作業目標 1 —
読解文によると、章 子怡(チャン・ツーイー)は何の賞の候補にノミネートされたか。

読解文 —
..............................

青春時代にいい友人に恵まれた人はしあわせだと思う。
自分の過ごしてきた青春とひどくかけ離れている今 東光の連作『吉原哀歓』や、「青春図譜」といった短編が好きで、今でもときどき読み返す。
167
「SAYURI」の章 子怡(チャン・ツーイー)が、ゴールデン・グローヴの最優秀主演女優賞の候補にノミネートされた。昨年、世界の美女100名にも選ばれているので、章 子怡(チャン・ツーイー)のファンとしてはうれしい。
女優としてのチャン・ツーイーは、初期の出演作からすぐれた映画監督と仕事をしてきた。そのため、少女期から「娘役」(ジュヌ・プルミエール)として、のびやかな才能を見せてきた。どういう役にもたくみに適応してきた。なによりもすぐれているのは、どういう作品でも、どこかでかならず輝いている瞬間がある。
ふつう、「娘役」(ジュヌ・プルミエール)の女優は--監督がかならずそういう演出をするからだが--いつも「比類ない彼女」(uncomparable SHE)としてあらわれる。しかし、ほとんどのスターたちはこの「輝き」をもっていない。(ジョーン・クローフォード。ロザリンド・ラッセル。)
どんな美女であっても、この「輝き」をもたないか、それがあらわれる時期は比較的、短い場合が多い。(ブリジット・バルドー。最近の孫 燕姿。少し前の折原 啓子。それよりも前なら原 節子。)もとより美貌や若さにもかかわりはあるが、平凡な顔でも高齢でもどこかでかならず輝いている瞬間、女優としての香気(flagrance)を出す女優がいる。(キャサリン・ヘップバーン。ジェシカ・タンデイ、フローラ・ロブソン。日本では、浪花 千栄子、中年過ぎてからの田中 絹代。)
つまり、ある種の女優にとってはこの「輝き」は生まれつき(スポンタネ)なものであることが多い。
章 子怡(チャン・ツーイー)をそういう女優のひとりと私は見ている。
166
呉 倩蓮(ウー・シンレン)が、テレビドラマで、一代影星、阮 玲玉、を演じた。05年11月27日、上海で放送されたらしい。むろん、私は見ていない。
短袖、長旗袍の呉 倩蓮(ウー・シンレン)が、女優「阮 玲玉」をどう演じているのか私としてはぜひ見ておきたいのだが、日本のテレビで放送されないだろうか。
やはり最近、「阮 玲玉」が映画化されている。こちらは、当時の映像の記録もまぜながら、張 曼玉(マギー・チャン)が16歳から25歳までの阮 玲玉を演じているという。張 曼玉もすばらしい女優さんなので、こちらもぜひ見たいと思っている。
165
最近の子どもたちはジャンケンをするのだろうか。
小学校に通う生徒たちをときどき見かけるのだが、ジャンケンをしている子どもを見かけない。

..............................

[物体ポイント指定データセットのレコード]
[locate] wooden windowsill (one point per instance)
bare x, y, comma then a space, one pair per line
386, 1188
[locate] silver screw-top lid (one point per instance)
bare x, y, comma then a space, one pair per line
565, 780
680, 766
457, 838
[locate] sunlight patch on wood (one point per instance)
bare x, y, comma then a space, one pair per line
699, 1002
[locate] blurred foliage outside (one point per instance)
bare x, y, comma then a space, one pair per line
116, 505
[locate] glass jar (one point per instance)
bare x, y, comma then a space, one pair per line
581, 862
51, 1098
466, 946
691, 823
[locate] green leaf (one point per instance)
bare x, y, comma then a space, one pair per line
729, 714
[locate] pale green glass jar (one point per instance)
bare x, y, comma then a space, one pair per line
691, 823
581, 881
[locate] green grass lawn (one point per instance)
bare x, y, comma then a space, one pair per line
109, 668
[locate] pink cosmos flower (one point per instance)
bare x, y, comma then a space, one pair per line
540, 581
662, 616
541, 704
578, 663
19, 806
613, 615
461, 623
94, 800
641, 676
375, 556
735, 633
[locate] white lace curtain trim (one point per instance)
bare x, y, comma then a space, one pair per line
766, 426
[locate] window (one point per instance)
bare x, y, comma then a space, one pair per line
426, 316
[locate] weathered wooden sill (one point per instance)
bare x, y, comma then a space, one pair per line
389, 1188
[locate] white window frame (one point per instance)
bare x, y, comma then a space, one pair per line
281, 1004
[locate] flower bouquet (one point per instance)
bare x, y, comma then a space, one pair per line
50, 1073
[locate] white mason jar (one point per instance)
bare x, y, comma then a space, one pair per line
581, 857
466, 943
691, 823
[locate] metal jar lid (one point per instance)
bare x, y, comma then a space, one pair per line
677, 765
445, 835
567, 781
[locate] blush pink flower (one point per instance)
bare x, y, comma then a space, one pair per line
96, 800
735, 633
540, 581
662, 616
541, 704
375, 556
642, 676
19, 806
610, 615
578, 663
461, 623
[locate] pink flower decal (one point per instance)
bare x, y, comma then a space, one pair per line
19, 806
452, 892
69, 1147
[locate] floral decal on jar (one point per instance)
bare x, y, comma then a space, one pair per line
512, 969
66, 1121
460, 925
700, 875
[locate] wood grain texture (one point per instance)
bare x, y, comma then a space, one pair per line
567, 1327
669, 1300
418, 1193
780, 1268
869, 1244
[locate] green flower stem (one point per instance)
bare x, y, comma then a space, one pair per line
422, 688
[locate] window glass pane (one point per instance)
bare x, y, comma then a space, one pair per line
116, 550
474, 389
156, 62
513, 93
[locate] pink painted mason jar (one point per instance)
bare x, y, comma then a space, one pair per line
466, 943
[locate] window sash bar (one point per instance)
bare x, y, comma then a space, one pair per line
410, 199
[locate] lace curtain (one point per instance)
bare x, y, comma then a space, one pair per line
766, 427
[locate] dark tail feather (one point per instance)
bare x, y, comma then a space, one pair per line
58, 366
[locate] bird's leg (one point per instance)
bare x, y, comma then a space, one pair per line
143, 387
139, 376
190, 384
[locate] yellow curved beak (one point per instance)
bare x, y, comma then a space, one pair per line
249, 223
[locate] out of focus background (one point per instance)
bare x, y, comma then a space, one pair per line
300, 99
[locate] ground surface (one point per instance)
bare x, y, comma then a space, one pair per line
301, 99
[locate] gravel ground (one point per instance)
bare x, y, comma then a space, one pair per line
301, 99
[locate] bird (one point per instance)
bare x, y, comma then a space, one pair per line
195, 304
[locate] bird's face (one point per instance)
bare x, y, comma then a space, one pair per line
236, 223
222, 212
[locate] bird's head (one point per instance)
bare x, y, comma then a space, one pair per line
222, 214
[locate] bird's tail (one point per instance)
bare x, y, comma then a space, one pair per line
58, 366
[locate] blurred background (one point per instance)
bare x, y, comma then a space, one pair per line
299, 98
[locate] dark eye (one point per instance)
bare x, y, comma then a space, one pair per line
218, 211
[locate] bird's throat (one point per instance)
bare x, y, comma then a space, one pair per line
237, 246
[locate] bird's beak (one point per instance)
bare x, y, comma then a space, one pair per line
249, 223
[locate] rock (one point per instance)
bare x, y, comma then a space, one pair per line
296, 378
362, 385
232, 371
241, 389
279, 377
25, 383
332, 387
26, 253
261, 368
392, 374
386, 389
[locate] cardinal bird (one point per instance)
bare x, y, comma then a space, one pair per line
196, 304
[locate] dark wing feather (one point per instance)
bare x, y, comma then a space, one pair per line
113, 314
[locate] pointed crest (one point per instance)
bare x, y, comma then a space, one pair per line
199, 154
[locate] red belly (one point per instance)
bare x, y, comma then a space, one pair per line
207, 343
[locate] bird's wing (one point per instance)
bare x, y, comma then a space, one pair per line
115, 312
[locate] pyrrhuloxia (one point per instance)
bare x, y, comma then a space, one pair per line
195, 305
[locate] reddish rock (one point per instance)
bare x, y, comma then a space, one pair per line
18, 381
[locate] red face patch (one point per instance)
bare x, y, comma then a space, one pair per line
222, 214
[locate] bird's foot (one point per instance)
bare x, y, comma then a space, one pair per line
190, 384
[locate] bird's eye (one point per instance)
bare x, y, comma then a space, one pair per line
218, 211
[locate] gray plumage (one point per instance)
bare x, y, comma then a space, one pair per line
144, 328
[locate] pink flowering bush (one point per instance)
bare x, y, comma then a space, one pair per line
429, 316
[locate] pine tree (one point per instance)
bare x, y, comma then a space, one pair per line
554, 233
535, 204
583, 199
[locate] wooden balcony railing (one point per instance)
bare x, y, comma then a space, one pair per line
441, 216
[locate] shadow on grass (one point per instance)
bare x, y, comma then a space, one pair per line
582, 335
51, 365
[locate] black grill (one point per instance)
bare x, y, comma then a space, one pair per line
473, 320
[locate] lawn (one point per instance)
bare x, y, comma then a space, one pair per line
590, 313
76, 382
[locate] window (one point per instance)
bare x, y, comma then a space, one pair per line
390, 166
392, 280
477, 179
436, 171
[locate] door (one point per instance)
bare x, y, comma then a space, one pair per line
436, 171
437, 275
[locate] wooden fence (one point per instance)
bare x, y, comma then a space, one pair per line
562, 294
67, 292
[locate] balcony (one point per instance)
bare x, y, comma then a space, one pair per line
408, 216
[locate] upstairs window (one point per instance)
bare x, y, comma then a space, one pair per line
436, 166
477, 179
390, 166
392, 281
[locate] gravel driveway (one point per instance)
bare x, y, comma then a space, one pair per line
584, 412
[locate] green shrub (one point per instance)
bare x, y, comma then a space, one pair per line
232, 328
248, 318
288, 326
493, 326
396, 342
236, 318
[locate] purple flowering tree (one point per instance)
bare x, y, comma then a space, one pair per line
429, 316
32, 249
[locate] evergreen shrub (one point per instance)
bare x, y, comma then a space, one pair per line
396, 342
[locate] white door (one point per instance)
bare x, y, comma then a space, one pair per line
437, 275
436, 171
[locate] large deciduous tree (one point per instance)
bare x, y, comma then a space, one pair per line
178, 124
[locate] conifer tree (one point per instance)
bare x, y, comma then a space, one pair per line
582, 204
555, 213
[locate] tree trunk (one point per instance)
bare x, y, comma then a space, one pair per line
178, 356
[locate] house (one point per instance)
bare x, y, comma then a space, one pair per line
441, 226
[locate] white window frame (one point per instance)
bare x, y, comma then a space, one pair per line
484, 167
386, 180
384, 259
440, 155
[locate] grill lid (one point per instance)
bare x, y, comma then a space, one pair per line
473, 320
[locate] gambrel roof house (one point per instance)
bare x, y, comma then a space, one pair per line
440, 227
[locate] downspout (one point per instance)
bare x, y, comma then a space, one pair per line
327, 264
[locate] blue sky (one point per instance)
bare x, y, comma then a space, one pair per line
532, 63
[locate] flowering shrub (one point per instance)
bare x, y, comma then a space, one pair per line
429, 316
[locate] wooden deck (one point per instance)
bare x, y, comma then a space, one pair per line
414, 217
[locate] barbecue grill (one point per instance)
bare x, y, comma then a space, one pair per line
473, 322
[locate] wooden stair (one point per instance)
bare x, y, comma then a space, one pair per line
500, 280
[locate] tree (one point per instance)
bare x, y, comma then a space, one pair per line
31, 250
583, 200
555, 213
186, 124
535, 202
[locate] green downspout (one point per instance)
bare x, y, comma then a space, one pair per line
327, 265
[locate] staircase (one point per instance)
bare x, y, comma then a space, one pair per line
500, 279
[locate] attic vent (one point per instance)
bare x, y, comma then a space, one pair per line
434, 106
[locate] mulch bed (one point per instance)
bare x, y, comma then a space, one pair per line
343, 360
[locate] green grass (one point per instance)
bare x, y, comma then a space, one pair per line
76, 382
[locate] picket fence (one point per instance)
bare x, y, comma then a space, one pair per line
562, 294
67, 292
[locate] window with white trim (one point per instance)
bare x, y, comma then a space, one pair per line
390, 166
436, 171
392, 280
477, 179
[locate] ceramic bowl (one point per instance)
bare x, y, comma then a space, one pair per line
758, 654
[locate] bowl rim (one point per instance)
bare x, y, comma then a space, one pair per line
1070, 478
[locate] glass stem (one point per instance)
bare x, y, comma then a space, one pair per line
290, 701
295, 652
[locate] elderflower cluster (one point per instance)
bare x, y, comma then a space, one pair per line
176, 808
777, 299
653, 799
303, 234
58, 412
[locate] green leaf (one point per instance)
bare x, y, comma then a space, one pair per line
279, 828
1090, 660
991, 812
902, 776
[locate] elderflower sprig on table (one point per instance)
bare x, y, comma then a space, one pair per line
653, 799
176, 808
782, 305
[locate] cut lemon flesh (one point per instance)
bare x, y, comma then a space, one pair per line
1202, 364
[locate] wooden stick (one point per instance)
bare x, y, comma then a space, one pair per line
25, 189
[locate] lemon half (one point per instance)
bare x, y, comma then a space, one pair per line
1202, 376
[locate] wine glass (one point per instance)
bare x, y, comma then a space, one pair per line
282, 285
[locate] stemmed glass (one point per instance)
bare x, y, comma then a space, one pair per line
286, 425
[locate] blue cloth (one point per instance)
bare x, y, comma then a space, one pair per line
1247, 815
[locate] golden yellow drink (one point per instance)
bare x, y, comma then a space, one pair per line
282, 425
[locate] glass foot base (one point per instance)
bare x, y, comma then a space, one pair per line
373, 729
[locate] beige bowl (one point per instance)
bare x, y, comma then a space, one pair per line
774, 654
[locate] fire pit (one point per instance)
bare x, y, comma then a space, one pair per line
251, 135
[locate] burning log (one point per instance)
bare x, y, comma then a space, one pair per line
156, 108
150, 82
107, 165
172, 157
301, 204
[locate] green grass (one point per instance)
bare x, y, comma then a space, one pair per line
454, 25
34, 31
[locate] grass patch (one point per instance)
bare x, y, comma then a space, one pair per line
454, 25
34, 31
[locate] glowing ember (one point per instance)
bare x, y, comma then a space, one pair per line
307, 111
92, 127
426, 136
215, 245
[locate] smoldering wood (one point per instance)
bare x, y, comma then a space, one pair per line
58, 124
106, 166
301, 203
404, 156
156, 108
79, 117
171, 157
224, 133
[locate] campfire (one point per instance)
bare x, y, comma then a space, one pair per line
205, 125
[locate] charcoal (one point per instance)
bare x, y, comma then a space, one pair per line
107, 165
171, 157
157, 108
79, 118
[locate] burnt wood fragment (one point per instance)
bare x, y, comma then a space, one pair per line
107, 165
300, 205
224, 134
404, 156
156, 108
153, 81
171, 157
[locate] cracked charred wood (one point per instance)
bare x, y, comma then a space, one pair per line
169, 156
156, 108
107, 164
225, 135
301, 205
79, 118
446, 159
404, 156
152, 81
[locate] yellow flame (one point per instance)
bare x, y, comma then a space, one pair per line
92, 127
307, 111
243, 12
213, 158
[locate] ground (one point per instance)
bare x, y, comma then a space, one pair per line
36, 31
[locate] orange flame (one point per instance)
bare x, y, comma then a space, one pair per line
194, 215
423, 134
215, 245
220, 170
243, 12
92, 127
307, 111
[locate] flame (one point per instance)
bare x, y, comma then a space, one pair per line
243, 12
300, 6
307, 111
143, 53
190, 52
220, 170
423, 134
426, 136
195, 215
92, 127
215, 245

..............................

作業目標 2 —
レコードのうち、「[locate] blue cloth (one point per instance)」を含む行から始まりレコードの最後で終わる部分を、「campfire」を「bonfire」に置き換え、それ以外は変えずに書き直してください。

解答 1 —
ゴールデン・グローヴの最優秀主演女優賞。

解答 2 —
[locate] blue cloth (one point per instance)
bare x, y, comma then a space, one pair per line
1247, 815
[locate] golden yellow drink (one point per instance)
bare x, y, comma then a space, one pair per line
282, 425
[locate] glass foot base (one point per instance)
bare x, y, comma then a space, one pair per line
373, 729
[locate] beige bowl (one point per instance)
bare x, y, comma then a space, one pair per line
774, 654
[locate] fire pit (one point per instance)
bare x, y, comma then a space, one pair per line
251, 135
[locate] burning log (one point per instance)
bare x, y, comma then a space, one pair per line
156, 108
150, 82
107, 165
172, 157
301, 204
[locate] green grass (one point per instance)
bare x, y, comma then a space, one pair per line
454, 25
34, 31
[locate] grass patch (one point per instance)
bare x, y, comma then a space, one pair per line
454, 25
34, 31
[locate] glowing ember (one point per instance)
bare x, y, comma then a space, one pair per line
307, 111
92, 127
426, 136
215, 245
[locate] smoldering wood (one point per instance)
bare x, y, comma then a space, one pair per line
58, 124
106, 166
301, 203
404, 156
156, 108
79, 117
171, 157
224, 133
[locate] bonfire (one point per instance)
bare x, y, comma then a space, one pair per line
205, 125
[locate] charcoal (one point per instance)
bare x, y, comma then a space, one pair per line
107, 165
171, 157
157, 108
79, 118
[locate] burnt wood fragment (one point per instance)
bare x, y, comma then a space, one pair per line
107, 165
300, 205
224, 134
404, 156
156, 108
153, 81
171, 157
[locate] cracked charred wood (one point per instance)
bare x, y, comma then a space, one pair per line
169, 156
156, 108
107, 164
225, 135
301, 205
79, 118
446, 159
404, 156
152, 81
[locate] yellow flame (one point per instance)
bare x, y, comma then a space, one pair per line
92, 127
307, 111
243, 12
213, 158
[locate] ground (one point per instance)
bare x, y, comma then a space, one pair per line
36, 31
[locate] orange flame (one point per instance)
bare x, y, comma then a space, one pair per line
194, 215
423, 134
215, 245
220, 170
243, 12
92, 127
307, 111
[locate] flame (one point per instance)
bare x, y, comma then a space, one pair per line
243, 12
300, 6
307, 111
143, 53
190, 52
220, 170
423, 134
426, 136
195, 215
92, 127
215, 245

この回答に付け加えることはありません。